Your output must be a faithful copy of the listing underneath.

Exercise data:

++++

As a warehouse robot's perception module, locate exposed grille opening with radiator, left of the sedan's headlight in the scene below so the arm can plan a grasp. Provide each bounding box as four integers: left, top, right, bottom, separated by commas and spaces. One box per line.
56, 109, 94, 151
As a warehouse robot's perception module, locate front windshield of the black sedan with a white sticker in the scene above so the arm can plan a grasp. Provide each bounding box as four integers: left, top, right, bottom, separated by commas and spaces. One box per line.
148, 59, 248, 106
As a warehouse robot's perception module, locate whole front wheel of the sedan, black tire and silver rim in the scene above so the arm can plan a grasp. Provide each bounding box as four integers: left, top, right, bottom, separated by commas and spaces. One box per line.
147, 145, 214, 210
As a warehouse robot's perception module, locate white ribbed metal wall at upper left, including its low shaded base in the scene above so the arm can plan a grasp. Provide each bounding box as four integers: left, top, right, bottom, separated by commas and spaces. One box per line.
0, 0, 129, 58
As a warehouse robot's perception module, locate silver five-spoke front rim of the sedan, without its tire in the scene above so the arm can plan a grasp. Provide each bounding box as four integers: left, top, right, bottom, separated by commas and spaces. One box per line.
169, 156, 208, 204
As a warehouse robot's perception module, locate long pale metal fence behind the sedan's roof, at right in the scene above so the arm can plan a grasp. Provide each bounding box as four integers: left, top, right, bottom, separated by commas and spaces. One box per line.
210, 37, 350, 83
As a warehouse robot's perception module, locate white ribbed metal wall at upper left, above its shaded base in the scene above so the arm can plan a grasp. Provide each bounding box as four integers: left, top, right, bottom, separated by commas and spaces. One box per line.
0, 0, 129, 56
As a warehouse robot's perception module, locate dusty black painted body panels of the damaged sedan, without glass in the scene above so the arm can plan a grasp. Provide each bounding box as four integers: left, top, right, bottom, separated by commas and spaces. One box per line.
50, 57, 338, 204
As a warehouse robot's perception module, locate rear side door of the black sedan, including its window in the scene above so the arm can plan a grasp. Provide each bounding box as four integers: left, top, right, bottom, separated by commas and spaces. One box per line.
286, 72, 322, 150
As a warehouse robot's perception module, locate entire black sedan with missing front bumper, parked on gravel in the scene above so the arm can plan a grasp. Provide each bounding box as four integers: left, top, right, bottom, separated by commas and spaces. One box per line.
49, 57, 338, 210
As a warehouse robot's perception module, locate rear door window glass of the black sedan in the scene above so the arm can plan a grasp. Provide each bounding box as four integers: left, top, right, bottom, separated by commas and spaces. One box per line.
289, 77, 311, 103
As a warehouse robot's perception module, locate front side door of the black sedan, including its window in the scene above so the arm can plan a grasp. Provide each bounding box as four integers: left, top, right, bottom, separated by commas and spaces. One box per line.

++++

Solution:
As a warehouse robot's perception module, locate exposed grille opening with radiator, left of the sedan's headlight in the scene below so the arm can plan a grasp. Provide each bounding box as four integers: left, top, right, bottom, separated by commas and spaces. One box per line.
56, 109, 94, 151
As a warehouse robot's perception module, locate front windshield of the black sedan with a white sticker in the scene above so the arm can plan a grasp. Provide each bounding box as four integers: left, top, right, bottom, separated by commas and spaces. One box per line.
148, 59, 248, 106
As a warehouse robot's perception module, locate whole front wheel of the sedan, black tire and silver rim in the scene above so the arm can plan a grasp. Provide each bounding box as four integers: left, top, right, bottom, separated by commas and spaces. One box per line.
147, 145, 214, 210
As a warehouse robot's perception module, locate white ribbed metal wall at upper left, including its low shaded base in the scene above so the arm can plan a grasp. Provide each bounding box as four integers: left, top, right, bottom, separated by commas and spaces. One box per line.
0, 0, 129, 58
As a warehouse robot's perception module, locate silver five-spoke front rim of the sedan, without its tire in the scene above so the arm can plan a grasp. Provide each bounding box as four integers: left, top, right, bottom, separated by commas and spaces. One box per line.
169, 156, 208, 204
As a warehouse robot's perception module, locate long pale metal fence behind the sedan's roof, at right in the scene above so the arm can plan a grasp. Provide each bounding box as four integers: left, top, right, bottom, separated by commas and spaces. One box per line.
210, 37, 350, 83
As a warehouse robot's perception module, locate white ribbed metal wall at upper left, above its shaded base in the scene above so the arm can plan a grasp. Provide each bounding box as four integers: left, top, right, bottom, separated by commas and spaces. One box per line.
0, 0, 129, 56
As a warehouse robot's perception module, locate dusty black painted body panels of the damaged sedan, without glass in the scene above so the arm can plan a grasp. Provide each bounding box as four integers: left, top, right, bottom, separated by commas and spaces. One box per line.
50, 57, 338, 204
As a warehouse robot's perception module, locate rear side door of the black sedan, including its window in the scene above so the arm can plan a grasp. Provide each bounding box as four integers: left, top, right, bottom, separated by commas and spaces. One box per line.
286, 72, 322, 150
As a warehouse robot's perception module, locate entire black sedan with missing front bumper, parked on gravel in the scene above so the arm can plan a grasp. Provide each bounding box as four integers: left, top, right, bottom, separated by commas and spaces. One box per line.
49, 57, 338, 210
As a warehouse robot's perception module, locate rear door window glass of the black sedan in the scene above so the arm can plan a grasp. Provide each bounding box as four integers: left, top, right, bottom, separated by commas and spaces. One box per line.
289, 77, 311, 103
As a warehouse robot's perception module, locate front side door of the black sedan, including its window in the scene above so the arm can plan a grasp. Provide each bounding box as four integers: left, top, right, bottom, separated by commas and spaces. One box per line.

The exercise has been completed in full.